GIVEN EXERCISE: Rewrite the records from the line with "Where can you find the pine" up to and including the line with "Where can you find the trailer tire", putting "small round window" in place of "small square window" and changing nothing else.

####################

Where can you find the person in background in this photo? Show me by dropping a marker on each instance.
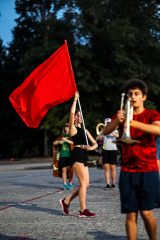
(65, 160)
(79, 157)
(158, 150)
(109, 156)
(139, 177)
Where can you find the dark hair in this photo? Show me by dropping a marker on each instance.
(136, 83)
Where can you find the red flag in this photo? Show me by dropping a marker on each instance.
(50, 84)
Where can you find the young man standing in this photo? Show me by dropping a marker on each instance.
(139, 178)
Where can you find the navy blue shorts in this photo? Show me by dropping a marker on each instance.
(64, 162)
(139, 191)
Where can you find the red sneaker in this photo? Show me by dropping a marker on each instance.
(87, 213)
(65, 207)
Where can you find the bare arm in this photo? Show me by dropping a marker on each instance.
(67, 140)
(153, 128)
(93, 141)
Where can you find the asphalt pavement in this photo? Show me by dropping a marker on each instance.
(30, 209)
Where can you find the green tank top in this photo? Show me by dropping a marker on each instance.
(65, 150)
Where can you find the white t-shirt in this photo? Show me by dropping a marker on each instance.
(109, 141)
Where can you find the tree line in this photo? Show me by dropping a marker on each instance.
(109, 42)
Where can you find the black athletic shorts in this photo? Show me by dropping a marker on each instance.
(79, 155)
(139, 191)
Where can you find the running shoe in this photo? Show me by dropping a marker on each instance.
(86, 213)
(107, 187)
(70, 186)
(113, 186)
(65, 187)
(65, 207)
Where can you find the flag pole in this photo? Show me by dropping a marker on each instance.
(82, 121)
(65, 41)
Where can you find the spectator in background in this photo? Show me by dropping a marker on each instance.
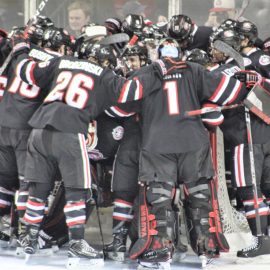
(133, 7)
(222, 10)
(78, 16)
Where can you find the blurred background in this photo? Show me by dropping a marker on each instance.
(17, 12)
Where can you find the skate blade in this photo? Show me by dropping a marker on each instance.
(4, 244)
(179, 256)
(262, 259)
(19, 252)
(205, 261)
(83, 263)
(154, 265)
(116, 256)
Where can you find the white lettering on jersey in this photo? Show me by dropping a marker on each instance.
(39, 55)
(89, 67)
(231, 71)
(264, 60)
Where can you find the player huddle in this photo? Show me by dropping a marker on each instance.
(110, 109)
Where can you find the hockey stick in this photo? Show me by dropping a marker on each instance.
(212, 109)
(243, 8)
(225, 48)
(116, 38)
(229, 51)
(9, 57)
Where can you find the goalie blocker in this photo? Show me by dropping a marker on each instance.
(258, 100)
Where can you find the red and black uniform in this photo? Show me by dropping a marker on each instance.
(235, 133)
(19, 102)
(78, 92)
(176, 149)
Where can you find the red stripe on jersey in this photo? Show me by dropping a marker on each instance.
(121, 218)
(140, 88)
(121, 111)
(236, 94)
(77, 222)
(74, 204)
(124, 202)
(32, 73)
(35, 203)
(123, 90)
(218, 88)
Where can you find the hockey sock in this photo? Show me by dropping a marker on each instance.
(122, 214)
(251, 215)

####################

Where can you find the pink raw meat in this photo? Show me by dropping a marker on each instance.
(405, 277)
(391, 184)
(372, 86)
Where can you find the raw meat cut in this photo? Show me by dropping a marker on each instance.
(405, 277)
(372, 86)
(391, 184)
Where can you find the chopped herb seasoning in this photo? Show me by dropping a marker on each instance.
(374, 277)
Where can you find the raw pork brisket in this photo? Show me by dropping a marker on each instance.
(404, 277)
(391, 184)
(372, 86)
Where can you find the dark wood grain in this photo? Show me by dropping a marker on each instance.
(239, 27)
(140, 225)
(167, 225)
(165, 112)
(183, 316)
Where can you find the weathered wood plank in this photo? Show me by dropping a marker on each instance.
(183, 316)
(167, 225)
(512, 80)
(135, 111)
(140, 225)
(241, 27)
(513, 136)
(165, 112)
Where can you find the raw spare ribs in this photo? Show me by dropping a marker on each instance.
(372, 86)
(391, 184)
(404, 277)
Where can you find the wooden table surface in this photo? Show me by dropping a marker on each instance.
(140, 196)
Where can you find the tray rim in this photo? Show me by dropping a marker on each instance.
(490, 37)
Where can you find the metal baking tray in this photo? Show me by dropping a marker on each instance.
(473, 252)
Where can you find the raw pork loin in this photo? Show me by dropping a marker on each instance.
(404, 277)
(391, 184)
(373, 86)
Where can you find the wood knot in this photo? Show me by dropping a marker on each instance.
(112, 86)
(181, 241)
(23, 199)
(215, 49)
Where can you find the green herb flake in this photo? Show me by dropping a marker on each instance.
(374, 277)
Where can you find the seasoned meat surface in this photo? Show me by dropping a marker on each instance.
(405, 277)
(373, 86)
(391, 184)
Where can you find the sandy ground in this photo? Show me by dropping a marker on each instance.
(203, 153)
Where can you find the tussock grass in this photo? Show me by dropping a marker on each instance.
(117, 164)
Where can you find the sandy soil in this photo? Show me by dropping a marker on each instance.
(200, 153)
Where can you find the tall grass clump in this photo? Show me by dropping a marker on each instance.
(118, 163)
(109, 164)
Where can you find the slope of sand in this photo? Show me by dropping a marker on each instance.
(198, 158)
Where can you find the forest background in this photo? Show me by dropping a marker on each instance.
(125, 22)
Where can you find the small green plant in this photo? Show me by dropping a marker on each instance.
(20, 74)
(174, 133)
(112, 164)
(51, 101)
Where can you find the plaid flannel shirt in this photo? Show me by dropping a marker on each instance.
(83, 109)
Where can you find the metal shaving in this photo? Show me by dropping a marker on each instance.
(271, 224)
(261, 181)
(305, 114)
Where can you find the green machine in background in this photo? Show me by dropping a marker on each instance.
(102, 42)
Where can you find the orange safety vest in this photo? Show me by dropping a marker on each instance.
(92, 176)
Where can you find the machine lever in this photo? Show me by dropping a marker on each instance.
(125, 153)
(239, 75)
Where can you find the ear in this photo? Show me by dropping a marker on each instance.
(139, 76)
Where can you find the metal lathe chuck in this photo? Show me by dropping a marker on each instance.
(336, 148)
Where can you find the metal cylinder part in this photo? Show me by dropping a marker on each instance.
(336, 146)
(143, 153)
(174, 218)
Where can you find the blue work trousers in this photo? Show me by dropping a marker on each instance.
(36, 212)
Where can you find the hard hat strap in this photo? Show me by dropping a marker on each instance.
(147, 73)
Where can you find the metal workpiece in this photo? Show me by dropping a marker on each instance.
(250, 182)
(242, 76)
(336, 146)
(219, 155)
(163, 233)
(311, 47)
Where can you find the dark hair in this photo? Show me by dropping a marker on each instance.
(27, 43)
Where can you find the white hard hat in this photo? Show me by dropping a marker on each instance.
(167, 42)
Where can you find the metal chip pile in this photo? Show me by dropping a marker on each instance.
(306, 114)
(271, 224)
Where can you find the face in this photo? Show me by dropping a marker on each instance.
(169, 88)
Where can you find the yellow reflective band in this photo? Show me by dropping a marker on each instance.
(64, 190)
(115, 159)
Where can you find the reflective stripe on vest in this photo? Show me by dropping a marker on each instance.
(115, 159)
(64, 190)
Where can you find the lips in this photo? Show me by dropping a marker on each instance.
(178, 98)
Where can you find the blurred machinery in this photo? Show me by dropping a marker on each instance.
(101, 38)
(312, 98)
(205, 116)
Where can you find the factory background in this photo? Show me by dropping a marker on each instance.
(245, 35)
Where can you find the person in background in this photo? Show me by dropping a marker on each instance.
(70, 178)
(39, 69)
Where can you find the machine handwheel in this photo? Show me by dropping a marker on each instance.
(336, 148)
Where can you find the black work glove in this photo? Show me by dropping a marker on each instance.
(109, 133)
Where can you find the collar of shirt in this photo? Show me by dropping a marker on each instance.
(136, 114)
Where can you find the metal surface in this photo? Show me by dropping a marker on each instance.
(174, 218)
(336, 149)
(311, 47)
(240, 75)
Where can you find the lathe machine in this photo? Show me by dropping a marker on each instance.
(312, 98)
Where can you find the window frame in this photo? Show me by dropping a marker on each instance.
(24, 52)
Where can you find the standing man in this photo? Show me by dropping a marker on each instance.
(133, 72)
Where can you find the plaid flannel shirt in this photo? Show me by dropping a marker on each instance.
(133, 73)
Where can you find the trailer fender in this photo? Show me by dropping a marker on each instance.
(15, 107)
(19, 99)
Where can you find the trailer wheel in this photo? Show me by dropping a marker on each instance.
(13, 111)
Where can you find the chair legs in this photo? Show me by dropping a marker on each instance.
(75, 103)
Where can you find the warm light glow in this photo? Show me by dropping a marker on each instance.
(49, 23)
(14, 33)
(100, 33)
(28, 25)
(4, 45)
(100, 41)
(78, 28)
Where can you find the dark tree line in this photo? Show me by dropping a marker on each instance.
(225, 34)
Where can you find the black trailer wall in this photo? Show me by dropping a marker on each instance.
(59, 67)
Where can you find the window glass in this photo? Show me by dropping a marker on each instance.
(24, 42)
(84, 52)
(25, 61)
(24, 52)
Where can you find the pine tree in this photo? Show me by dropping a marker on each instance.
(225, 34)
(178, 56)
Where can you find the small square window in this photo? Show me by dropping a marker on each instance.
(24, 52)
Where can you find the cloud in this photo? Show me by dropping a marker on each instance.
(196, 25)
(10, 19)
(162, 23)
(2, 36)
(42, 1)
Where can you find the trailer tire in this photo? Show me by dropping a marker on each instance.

####################

WRITTEN REPLY:
Where can you find the pine tree in this photo? Show me by dropping a marker on each instance.
(225, 34)
(178, 56)
Where can you find the small round window in this photo? Show me by dropping a marker on each instance.
(24, 52)
Where can you find the cloud in this photo? Show me by dropping a marker on each instance.
(196, 25)
(10, 19)
(162, 23)
(2, 36)
(42, 1)
Where can you find the trailer tire in this photo? Show me by dropping a marker on each instance.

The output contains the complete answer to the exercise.